Texto de leitura:

###

Há mais de uma década que a curva estava a descer, com quebras de 30% no número de dadores e de dádivas. Mas 2021 conta uma história diferente. O Relatório de Atividade Transfusional e do Sistema Português de Hemovigilância 2021, do Instituto Português do Sangue e da Transplantação (IPST), a que o JN teve acesso, revela que 204 088 dadores efetuaram pelo menos uma dádiva no ano passado.
São mais 15 487 do que no primeiro ano da pandemia, marcado pelos confinamentos e pela redução de deslocações aos hospitais, mas também mais 3532 dadores do que em 2019 e mais 911 do que em 2018. Sem surpresa, a maior adesão de dadores resultou num aumento das dádivas: 310 727, ligeiramente acima de 2019 ver [infografia].
O crescimento foi sustentado num "notável" aumento dos novos dadores. "A proporção de dadores de primeira vez sofreu uma inversão relativamente à tendência verificada até 2019, com um aumento proporcional, relativamente a 2019, de 4,4%", revela o relatório, concluído no passado dia 8. "Este resultado indica provavelmente que a base de dadores pode ser alargada se se encontrarem os meios e os recursos adequados para mobilizar este grupo", realça o documento, assinado por Maria Antónia Escoval, presidente do IPST.
Rejuvenescimento a manter
No mesmo período, diminuiu o número de pessoas que dão sangue regularmente (menos 6 mil face a 2019), apesar de este grupo continuar a ser o grande motor dos serviços de sangue em Portugal, representando 83% do total de dadores.
Ainda que a média de idades se mantenha estável ao longo dos anos, em 2021 houve mais dadores no grupo etário dos 18 aos 24 anos, o que "reflete provavelmente o aumento do número de dadores homólogos que doaram pela primeira vez". Para o IPST, a distribuição por grupos etários nota "um rejuvenescimento ligeiro da população de dadores, que importa manter".
À boleia do aumento dos novos dadores jovens, e também de uma alteração nos critérios de notificação, no ano passado registou-se uma subida ligeira da taxa de notificações de reações adversas em dador, de 2,39 por cada mil dádivas em 2019 para 2,72 por mil em 2021. Isolando os dadores de primeira vez, esta taxa atingiu os 7,9 por mil dádivas. Em números absolutos, houve 742 notificações de reações adversas no dador em 2019 e 846 em 2021. A maioria das reações (525) foram vasovagais (com ou sem perda de consciência) e outras 321 caracterizaram-se por sinais e sintomas locais, como hematoma, dor no braço, hemorragia pós-dádiva.
Mais hepatite C e VIH
Relativamente ao perfil epidemiológico do dador, construído a partir dos vírus pesquisados em cada dádiva para garantir a segurança do doente que a vai receber, o relatório aponta uma diminuição da hepatite B - apenas seis casos, o número mais baixo de sempre, e todos em novos dadores -, mas um aumento da hepatite C e do VIH. Para a hepatite C foram notificados 18 casos (mais 28,6% do que em 2020), a maioria (16) em novos dadores.

###

O que se pede: De acordo com o texto sobre a dádiva de sangue em 2021, por que razão subiu ligeiramente a taxa de notificações de reações adversas em dador? Responda com uma a três frases.

###

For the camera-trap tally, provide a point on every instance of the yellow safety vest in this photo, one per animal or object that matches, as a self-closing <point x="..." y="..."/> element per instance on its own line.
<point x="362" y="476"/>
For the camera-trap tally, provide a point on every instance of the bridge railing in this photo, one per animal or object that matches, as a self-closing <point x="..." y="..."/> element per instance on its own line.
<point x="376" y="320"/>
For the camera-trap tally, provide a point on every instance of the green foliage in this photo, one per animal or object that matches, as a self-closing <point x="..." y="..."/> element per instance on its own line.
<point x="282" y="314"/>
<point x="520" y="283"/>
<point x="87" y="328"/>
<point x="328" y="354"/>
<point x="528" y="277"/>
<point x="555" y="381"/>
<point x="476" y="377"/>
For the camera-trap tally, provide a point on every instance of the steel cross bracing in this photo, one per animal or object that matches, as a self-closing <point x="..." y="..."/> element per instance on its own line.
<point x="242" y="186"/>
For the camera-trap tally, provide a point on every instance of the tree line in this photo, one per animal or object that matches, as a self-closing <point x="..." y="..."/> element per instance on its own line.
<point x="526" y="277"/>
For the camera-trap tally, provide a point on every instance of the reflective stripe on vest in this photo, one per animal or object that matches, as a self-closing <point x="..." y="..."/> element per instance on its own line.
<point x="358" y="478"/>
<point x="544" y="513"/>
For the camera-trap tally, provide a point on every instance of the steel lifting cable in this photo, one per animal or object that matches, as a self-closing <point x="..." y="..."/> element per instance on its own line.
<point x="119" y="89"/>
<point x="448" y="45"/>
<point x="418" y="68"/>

###

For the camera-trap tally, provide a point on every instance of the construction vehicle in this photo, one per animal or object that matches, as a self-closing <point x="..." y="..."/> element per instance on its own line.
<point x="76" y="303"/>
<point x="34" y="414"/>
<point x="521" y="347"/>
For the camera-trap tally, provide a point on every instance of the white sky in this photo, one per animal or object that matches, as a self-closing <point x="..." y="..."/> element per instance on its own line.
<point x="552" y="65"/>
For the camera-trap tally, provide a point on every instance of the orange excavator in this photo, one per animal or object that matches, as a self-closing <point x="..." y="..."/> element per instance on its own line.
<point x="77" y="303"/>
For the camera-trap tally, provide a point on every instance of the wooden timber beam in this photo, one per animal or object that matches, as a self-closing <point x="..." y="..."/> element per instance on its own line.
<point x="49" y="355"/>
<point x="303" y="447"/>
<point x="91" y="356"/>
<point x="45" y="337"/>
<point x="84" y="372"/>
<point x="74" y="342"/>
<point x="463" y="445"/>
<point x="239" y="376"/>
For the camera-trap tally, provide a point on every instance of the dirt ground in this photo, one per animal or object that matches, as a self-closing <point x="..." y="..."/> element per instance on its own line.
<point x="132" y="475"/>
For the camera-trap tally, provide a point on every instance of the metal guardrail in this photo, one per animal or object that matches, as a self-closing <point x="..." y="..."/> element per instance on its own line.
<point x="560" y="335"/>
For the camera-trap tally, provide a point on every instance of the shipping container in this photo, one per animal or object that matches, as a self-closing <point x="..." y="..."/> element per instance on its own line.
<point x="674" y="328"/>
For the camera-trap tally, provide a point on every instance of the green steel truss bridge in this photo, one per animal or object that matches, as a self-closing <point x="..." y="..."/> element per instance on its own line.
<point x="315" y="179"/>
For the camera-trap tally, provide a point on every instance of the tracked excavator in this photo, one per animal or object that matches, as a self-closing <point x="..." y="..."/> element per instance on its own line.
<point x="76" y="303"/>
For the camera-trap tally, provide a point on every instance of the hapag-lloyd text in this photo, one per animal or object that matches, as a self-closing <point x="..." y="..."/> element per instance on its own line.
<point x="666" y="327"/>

###

Espaço de resposta: A taxa subiu de 2,39 por mil dádivas em 2019 para 2,72 por mil em 2021 por causa do aumento dos novos dadores jovens. Contribuiu também para essa subida uma alteração nos critérios de notificação.